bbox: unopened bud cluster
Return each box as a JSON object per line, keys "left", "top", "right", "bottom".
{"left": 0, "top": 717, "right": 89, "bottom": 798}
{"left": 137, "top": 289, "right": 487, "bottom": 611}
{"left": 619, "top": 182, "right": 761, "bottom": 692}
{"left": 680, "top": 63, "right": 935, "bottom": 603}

• • •

### What you have to do
Could you reproduce every record exactly as shown above?

### Result of the task
bbox: unopened bud cluster
Return each box as a JSON object per line, keys "left", "top", "right", "bottom".
{"left": 0, "top": 717, "right": 89, "bottom": 798}
{"left": 137, "top": 289, "right": 487, "bottom": 611}
{"left": 619, "top": 182, "right": 761, "bottom": 692}
{"left": 680, "top": 63, "right": 935, "bottom": 603}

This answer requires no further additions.